§ TASK ITEM:
Without any pictures, restate the full set of records below exactly.

*** Opening DATASET EXCERPTS ***

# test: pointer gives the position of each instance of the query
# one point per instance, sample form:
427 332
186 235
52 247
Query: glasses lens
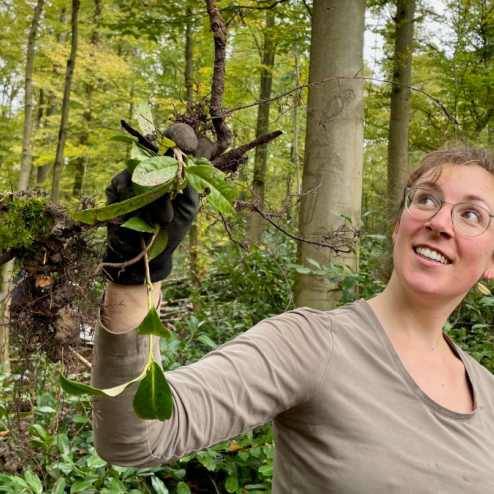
470 219
422 204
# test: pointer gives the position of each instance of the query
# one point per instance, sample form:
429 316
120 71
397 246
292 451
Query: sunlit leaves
90 216
153 399
210 181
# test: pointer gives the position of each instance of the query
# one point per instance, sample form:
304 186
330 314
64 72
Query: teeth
432 254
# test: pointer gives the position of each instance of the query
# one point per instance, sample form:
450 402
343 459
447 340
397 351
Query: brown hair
433 163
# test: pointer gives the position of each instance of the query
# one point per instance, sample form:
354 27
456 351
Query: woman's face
468 257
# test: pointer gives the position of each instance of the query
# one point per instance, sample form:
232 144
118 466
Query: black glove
175 217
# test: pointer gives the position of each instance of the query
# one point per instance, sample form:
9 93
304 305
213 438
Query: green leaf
80 485
183 488
153 399
123 138
59 487
155 171
165 143
159 485
139 153
159 245
63 444
153 325
139 225
231 484
34 482
210 181
131 165
348 283
145 117
90 216
77 388
206 340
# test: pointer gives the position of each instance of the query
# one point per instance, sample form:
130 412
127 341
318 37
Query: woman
371 397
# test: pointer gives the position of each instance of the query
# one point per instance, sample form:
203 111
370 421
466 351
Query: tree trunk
81 163
189 68
295 124
333 151
400 108
28 100
260 160
6 279
62 136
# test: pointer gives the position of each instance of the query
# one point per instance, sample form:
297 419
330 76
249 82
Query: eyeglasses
468 219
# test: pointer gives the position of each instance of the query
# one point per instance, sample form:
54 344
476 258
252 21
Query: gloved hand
175 217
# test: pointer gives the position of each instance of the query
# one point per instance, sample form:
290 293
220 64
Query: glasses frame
442 202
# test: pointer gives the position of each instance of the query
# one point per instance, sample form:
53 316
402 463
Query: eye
472 215
425 199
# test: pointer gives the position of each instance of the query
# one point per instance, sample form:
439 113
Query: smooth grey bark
400 108
296 160
81 163
333 151
28 100
52 109
64 123
261 156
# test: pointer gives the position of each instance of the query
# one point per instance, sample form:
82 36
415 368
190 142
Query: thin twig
123 265
178 155
337 78
81 358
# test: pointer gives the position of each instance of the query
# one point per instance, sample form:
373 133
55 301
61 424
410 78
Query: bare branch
123 265
224 135
7 256
337 78
230 161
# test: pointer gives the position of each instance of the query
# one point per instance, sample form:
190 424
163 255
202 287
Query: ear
396 230
488 274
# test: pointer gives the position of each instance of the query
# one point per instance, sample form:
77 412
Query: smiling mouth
431 255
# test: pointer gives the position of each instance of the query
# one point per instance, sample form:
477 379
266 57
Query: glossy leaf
155 171
90 216
153 399
183 488
139 225
123 138
153 325
138 153
145 117
210 181
77 388
158 246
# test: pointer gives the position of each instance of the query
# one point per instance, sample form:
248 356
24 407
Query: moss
23 218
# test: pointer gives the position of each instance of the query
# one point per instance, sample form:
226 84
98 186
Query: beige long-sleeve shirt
348 417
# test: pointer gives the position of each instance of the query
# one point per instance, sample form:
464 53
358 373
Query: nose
442 223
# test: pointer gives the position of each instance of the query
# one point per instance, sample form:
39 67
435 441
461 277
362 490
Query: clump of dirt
55 296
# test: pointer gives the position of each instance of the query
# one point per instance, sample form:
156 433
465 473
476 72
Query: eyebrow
469 197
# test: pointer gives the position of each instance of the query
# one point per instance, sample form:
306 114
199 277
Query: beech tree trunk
28 100
261 155
83 140
64 123
52 109
334 150
295 124
400 108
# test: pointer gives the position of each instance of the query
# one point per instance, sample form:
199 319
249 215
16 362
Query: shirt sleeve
270 369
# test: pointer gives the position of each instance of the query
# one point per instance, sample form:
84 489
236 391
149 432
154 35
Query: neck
417 318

*** Closing DATASET EXCERPTS ***

§ RESULT OF THIS TASK:
# test: pointer gives the position of each instance of the query
# one point per instance, sample form:
427 332
186 235
52 247
Query: glasses lens
470 219
422 204
# test: pointer gives the position of each instance of the query
# one point per instance, sample form:
429 316
120 71
397 246
292 451
Query: sunlit leaves
90 216
153 399
210 181
# test: pointer gives the position of each instance of the query
# one point per instance, sample form:
304 186
330 314
64 72
Query: teeth
432 254
# test: pointer gives the position of each instance of the query
# one point per instance, sample form:
450 402
343 459
447 340
397 351
Query: brown hair
433 163
# test: pointer gives the position of each instance of the query
# one point per instance, sample form:
354 27
456 351
Query: woman's face
468 257
# test: pointer gives the position of each instance of the query
# one point per instance, sample form:
232 144
118 466
Query: black glove
175 217
# test: pointer gives the position of each instance of the query
# one point per instance, sample form:
9 93
304 305
213 438
Query: green leaf
80 485
183 488
153 399
123 138
59 487
155 171
165 143
159 485
139 153
159 245
63 444
153 325
139 225
231 484
34 482
210 181
131 165
348 283
145 117
90 216
77 388
206 340
# test: pointer gives the position of each instance of the query
# one point per instance, sample form:
130 412
127 341
318 37
Query: woman
371 397
# test: pointer gives the position of each instance of the query
# one point per instance, sample form:
203 111
370 421
466 351
Query: tree trunk
81 163
189 68
295 124
333 151
400 108
28 100
260 160
6 279
62 136
# test: pointer gives the position of each instance of the query
# one point per instance, sample form:
297 419
330 76
249 82
Query: eyeglasses
468 219
# test: pointer gives the position of each instance of the query
# one point per instance, sample form:
54 344
476 258
252 21
Query: gloved hand
175 217
# test: pointer gives the position of each instance of the query
# one point per instance, sample form:
290 293
220 64
Query: glasses frame
442 202
# test: pointer gives the position of each instance of the query
# one point per instance, sample form:
53 316
402 463
Query: eye
472 215
425 199
# test: pointer gives the position of each instance of the query
# one point per instance, sample form:
439 113
Query: smooth grey bark
400 108
296 160
81 163
333 151
28 100
52 109
64 123
261 156
# test: pointer gives the position of each instance of the query
# one point per instance, sample form:
82 36
415 368
190 142
Query: thin twig
123 265
178 155
337 78
81 358
# test: pointer gives the position of each instance of the query
# one point per instance, sample form:
373 133
55 301
61 424
410 78
Query: bare branch
123 265
224 135
7 256
337 78
230 161
# test: pointer gives the position of each instance of the query
# one point per instance, sample form:
190 424
163 255
202 287
Query: ear
396 230
488 274
# test: pointer gives the position of each instance of the query
# one point per instance, sample form:
77 412
Query: smiling mouth
431 255
# test: pointer gives the position of each instance of the query
# one point per instance, sample form:
477 379
266 57
Query: glossy leaf
155 171
90 216
153 399
183 488
139 225
123 138
153 325
138 153
145 117
210 181
77 388
158 246
# test: pointer gives the position of each instance of the query
# one point per instance, sample form:
248 356
24 407
Query: moss
23 218
# test: pointer gives the position of each instance of the query
# one point per instance, sample form:
226 84
98 186
Query: beige long-sleeve shirt
348 417
# test: pointer gives the position of each instance of the query
# one point per instance, sample form:
464 53
358 373
Query: nose
442 223
# test: pointer gives the position of each instance of the query
# one point per instance, sample form:
39 67
435 441
461 277
362 490
Query: clump of dirt
55 296
# test: pointer gives the position of each instance of the query
# one point per instance, sample form:
156 433
465 473
476 72
Query: eyebrow
469 197
# test: pointer gives the position of each instance of the query
# one point per instance, sample form:
306 114
199 277
Query: beech tree trunk
28 100
261 155
83 140
64 123
52 109
334 150
295 124
400 108
# test: pointer gives the position of each instance of the query
# one point per instance, sample form:
199 319
249 215
16 362
Query: shirt sleeve
270 369
# test: pointer gives the position of each instance of the query
# one point per instance, sample form:
84 489
236 391
149 432
154 35
Query: neck
417 318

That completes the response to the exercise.